### READING PASSAGE
Abstract
A hardcopy of the Australian Journal of Biography and History can be purchased from ANU Press.
Each of the articles in this issue of the Australian Journal of Biography and History uses biography to illustrate historical themes and to add texture to historical episodes. Patricia Clarke examines the role of four women journalists who were recruited by the Australian Government to tour operational bases in eastern Australia during a critical phase in the Pacific War. Lyndon and Lyne Megarrity, in their article on the two wives of the Queensland businessman and later premier Robert Philp, use the biographies of Jessie (née Bannister; 1856–90), and Mina (née Munro; 1867–1940) to illustrate the changes in the role of elite Queensland women over the relatively short period of a decade.

### AIM OF THE EXERCISE
Write the next part of the journal issue abstract, going on from its last sentence.

### MATERIAL SUPPLIED

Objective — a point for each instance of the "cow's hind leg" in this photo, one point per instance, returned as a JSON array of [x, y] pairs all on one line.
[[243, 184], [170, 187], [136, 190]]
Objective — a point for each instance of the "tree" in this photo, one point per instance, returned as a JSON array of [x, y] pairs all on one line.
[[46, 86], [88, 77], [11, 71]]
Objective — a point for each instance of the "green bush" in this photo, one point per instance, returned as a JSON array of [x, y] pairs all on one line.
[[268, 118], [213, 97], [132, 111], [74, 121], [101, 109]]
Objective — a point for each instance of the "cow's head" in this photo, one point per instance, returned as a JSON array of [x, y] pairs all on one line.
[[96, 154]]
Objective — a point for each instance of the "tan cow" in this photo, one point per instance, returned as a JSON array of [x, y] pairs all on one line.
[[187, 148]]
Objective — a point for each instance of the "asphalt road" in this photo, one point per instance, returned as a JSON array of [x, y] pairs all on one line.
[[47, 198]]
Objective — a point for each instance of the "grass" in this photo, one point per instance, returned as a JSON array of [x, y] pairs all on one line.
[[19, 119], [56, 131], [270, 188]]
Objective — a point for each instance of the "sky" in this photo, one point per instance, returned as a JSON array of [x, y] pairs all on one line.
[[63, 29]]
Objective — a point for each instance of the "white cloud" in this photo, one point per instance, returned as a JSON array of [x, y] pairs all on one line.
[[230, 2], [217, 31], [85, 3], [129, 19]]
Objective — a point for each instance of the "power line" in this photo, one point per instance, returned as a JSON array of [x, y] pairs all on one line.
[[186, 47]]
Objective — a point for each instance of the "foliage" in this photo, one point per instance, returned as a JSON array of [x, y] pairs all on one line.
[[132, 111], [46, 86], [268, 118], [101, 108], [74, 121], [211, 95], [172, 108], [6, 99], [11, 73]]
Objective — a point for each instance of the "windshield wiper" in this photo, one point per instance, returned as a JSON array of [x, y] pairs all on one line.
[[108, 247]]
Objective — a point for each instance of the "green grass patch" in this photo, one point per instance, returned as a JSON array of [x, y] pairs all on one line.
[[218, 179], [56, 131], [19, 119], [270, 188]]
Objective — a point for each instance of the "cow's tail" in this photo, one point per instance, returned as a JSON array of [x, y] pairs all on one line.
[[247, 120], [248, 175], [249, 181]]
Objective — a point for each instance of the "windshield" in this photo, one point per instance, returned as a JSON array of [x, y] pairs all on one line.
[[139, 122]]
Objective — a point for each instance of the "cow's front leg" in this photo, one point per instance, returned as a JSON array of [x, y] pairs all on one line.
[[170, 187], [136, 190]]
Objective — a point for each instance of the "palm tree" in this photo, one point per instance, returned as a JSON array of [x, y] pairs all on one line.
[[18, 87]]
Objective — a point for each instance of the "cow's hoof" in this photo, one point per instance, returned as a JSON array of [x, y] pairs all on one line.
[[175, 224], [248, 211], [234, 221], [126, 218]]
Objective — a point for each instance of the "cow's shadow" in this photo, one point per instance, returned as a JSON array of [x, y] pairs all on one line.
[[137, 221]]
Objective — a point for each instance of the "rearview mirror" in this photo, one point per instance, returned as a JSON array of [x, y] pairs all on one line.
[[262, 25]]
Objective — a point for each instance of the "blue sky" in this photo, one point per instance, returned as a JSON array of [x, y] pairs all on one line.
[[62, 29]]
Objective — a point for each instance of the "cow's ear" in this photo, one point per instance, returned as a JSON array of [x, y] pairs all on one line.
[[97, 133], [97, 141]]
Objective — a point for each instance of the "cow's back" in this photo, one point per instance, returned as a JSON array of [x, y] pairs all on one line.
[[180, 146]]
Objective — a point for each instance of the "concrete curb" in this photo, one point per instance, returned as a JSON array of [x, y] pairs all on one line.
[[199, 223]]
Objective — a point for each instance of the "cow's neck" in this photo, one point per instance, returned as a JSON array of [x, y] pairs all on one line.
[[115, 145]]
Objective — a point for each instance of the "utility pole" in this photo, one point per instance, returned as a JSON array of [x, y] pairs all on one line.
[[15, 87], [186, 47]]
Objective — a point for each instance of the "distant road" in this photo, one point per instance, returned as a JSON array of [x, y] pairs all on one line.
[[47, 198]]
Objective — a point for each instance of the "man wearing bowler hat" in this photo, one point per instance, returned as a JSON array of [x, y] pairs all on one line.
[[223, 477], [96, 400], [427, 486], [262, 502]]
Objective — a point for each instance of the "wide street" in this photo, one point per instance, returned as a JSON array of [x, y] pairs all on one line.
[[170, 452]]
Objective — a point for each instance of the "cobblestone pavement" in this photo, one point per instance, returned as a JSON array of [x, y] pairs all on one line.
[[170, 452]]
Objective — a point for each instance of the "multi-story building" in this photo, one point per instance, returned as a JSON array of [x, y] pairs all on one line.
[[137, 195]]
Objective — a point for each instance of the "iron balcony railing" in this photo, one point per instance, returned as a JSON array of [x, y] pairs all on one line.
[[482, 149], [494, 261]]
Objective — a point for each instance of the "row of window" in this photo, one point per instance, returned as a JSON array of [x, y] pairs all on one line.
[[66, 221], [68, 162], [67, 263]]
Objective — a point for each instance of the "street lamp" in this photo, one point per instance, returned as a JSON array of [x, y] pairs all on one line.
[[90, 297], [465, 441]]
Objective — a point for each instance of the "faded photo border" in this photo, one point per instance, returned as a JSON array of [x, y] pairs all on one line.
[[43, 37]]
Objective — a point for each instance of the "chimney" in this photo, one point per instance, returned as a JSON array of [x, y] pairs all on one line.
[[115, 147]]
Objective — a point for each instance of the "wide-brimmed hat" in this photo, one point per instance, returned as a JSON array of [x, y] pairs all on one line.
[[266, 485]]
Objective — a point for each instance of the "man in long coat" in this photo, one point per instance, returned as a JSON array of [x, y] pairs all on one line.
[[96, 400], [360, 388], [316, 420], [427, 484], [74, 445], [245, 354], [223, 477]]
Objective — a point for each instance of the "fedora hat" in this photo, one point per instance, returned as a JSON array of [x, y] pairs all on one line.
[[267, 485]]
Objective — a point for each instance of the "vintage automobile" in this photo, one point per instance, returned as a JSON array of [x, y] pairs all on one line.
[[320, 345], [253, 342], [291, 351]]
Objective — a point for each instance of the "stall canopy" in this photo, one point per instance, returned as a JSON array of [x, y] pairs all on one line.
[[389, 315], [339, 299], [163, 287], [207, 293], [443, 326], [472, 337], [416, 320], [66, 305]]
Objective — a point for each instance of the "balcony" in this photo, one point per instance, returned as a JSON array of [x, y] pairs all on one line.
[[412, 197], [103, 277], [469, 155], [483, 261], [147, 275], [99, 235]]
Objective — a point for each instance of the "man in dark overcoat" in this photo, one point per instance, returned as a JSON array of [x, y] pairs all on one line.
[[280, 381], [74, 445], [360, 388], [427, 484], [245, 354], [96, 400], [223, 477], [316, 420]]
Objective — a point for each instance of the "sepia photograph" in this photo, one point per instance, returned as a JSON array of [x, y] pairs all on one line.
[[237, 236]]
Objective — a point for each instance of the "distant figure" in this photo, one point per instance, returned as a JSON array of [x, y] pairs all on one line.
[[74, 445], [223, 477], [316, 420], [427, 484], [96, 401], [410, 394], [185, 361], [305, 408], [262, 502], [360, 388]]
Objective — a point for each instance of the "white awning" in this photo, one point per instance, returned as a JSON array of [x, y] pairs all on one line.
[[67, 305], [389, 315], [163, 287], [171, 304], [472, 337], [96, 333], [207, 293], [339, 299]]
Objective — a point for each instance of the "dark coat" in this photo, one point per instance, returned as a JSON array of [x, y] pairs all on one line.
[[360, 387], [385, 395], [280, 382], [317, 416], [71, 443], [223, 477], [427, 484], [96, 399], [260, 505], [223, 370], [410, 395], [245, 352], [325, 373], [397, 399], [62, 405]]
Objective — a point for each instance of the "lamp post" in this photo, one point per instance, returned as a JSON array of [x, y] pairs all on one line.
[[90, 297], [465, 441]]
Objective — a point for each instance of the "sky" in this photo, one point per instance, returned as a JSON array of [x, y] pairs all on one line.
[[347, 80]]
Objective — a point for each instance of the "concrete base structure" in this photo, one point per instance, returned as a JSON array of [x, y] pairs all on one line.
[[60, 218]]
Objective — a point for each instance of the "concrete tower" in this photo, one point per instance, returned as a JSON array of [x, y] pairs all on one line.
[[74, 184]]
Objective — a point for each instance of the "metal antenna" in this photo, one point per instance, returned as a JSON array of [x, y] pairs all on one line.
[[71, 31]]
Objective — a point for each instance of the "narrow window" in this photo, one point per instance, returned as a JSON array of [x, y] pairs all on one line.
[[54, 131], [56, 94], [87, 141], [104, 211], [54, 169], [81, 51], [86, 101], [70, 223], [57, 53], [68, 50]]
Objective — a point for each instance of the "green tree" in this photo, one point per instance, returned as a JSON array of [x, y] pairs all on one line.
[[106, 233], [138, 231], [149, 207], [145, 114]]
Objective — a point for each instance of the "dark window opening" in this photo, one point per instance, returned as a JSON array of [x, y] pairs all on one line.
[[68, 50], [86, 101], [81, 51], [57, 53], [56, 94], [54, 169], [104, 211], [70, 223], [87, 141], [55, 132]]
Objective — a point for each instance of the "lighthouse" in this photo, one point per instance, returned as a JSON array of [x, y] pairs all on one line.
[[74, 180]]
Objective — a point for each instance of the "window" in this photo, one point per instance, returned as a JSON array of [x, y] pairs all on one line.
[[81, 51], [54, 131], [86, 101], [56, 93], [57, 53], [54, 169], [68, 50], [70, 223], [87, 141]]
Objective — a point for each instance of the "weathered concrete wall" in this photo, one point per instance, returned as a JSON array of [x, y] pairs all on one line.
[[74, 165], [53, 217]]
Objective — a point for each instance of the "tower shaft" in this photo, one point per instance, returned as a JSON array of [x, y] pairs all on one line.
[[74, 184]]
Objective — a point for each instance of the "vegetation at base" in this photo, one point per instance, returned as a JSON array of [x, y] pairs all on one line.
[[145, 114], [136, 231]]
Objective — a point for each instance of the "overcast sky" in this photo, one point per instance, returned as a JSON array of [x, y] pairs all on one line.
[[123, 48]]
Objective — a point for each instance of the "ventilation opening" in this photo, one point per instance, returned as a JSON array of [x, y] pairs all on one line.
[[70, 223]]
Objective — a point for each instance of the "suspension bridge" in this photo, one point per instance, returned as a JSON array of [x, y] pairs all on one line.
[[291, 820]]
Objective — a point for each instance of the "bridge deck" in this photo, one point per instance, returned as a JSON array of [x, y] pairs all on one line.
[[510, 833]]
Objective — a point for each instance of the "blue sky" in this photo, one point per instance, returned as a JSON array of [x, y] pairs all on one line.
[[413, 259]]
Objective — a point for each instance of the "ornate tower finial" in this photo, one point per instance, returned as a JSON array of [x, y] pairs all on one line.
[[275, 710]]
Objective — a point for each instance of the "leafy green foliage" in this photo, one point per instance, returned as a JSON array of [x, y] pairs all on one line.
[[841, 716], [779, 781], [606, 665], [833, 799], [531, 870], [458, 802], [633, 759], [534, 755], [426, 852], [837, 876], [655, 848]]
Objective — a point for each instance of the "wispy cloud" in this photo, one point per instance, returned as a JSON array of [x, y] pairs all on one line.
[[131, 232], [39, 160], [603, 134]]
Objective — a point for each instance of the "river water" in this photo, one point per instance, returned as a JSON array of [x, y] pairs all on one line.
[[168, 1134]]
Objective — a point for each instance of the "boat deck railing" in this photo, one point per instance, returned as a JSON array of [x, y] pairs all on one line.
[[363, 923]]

### ANSWER TO THIS TASK
The next two articles consider the problems of constructing biographies of those who are essentially invisible in the historical record. Melanie Nolan, Christine Fernon and Rebecca Kippen discuss the ‘first-fleeter’ Sarah Bellamy’s seemingly ‘insignificant life’ to illustrate various aspects of the British colonisation of the continent. The biography of the Boonwurrung man Kurrburra (1797–1849) forms the subject of the contribution by Ian Clark, Rolf Schlagloth, Fred Cahir and Gabrielle McGinnis. By setting out to consider the whole of Kurrburra’s life rather than only the moments of contact (or conflict) with colonial society, he can be re-presented as one who was respected and important in his Aboriginal community, and who managed, negotiated and sought to control his interactions with the colonising forces.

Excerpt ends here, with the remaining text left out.